◆ CHALLENGE: List every line in the items that contains the word "asphalt".

◆ MATERIAL SHOWN:
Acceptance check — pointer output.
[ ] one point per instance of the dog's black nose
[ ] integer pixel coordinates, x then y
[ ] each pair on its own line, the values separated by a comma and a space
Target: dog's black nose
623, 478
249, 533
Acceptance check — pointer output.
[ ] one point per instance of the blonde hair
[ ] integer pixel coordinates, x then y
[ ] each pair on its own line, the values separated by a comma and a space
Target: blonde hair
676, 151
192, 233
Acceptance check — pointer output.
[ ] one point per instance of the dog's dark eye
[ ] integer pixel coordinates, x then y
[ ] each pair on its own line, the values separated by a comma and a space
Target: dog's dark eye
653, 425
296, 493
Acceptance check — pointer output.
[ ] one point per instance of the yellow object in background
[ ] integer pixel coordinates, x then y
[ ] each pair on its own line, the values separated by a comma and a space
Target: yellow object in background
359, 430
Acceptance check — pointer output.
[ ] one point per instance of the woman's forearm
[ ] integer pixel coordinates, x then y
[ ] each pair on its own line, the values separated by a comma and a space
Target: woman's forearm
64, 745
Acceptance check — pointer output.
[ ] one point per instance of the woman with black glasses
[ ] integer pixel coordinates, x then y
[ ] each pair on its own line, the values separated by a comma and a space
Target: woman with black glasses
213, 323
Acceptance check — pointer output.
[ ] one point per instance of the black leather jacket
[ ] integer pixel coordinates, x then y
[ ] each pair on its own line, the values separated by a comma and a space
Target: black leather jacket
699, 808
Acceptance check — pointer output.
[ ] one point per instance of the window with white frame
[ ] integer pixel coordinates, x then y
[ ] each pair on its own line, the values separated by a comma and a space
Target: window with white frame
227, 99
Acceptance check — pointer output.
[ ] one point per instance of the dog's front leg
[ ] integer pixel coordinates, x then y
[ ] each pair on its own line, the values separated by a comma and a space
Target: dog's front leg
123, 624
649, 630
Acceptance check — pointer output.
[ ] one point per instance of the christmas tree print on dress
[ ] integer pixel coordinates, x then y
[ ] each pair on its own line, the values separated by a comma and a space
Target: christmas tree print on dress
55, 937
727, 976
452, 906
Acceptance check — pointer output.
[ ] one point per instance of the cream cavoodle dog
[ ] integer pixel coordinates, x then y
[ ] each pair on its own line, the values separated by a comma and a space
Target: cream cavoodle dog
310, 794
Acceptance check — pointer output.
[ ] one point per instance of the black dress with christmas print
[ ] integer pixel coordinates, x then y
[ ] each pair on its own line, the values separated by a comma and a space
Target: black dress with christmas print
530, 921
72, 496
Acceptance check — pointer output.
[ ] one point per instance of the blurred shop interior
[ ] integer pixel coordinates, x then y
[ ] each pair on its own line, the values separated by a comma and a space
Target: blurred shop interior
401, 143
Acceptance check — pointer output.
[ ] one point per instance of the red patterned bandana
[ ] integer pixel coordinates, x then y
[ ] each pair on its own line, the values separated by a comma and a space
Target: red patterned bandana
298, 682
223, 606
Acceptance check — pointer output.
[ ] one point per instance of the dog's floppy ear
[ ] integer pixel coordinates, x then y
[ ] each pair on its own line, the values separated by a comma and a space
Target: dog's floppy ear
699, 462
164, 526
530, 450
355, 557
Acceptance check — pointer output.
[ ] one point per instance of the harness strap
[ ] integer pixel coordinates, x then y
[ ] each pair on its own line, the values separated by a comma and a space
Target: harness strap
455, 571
---
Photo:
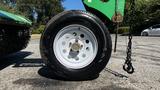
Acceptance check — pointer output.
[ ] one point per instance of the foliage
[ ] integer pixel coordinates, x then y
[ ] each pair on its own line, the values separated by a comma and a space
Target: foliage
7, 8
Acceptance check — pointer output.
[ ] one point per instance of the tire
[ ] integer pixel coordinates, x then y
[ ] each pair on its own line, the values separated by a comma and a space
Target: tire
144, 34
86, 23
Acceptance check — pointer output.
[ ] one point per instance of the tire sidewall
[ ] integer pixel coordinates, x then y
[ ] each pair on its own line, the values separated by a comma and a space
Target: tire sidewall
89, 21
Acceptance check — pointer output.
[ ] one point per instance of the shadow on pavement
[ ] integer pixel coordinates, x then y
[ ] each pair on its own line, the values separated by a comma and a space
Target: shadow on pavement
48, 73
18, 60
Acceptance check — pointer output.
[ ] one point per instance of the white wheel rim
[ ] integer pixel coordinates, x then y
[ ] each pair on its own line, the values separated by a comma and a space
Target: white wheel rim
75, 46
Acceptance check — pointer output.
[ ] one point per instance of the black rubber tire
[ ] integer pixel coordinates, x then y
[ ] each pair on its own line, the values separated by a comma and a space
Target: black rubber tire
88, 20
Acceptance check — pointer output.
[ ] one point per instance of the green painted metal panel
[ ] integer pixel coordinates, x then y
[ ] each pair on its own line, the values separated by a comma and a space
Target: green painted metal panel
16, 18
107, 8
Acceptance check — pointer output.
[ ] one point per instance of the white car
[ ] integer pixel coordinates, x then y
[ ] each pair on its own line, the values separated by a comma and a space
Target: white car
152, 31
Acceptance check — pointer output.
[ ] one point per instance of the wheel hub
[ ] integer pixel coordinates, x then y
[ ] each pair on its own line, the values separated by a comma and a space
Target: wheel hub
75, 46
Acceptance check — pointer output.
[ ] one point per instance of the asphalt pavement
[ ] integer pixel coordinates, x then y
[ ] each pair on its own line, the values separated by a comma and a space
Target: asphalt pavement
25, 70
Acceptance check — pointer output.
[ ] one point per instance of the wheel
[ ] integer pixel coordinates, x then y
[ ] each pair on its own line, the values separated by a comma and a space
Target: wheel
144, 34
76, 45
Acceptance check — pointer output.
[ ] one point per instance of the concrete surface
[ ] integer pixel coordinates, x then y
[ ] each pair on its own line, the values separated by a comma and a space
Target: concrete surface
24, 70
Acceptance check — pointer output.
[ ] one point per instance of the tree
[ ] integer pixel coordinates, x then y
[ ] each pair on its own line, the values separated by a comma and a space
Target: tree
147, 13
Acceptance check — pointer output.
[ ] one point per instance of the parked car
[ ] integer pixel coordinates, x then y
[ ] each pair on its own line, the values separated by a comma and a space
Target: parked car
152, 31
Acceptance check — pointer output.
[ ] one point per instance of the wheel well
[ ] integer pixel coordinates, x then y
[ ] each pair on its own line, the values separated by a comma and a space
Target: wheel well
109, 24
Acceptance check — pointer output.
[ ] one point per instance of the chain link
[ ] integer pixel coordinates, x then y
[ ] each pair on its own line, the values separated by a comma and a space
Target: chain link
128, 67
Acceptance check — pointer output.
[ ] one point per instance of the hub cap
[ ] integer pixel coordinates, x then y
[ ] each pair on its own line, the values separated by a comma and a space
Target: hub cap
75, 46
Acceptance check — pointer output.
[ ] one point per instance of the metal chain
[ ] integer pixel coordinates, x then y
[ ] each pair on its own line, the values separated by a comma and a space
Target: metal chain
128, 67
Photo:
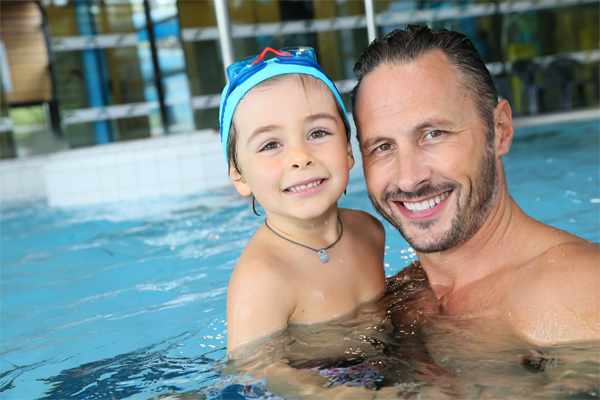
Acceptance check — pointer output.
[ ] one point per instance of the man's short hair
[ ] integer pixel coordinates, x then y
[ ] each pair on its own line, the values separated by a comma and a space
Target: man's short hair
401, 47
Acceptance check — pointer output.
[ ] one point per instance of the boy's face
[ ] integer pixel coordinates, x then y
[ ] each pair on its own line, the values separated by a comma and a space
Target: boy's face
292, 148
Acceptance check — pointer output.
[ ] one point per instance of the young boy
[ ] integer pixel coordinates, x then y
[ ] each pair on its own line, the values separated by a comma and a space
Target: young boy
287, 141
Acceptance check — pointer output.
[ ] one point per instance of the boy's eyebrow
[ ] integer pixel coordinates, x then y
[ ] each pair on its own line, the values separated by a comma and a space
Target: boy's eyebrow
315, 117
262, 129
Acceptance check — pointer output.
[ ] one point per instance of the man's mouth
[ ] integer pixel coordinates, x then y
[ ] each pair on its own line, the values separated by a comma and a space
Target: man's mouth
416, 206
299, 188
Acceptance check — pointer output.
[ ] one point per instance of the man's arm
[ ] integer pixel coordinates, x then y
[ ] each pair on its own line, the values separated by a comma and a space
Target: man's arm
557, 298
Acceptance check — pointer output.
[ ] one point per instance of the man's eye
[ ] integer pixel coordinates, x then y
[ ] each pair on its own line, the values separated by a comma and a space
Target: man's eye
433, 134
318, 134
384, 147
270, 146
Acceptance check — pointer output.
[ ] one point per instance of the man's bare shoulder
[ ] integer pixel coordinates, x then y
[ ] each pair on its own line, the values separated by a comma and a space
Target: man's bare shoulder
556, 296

◆ RESULT FOR THIS TASK:
[ ] one point per instance of the asphalt pavement
Target: asphalt pavement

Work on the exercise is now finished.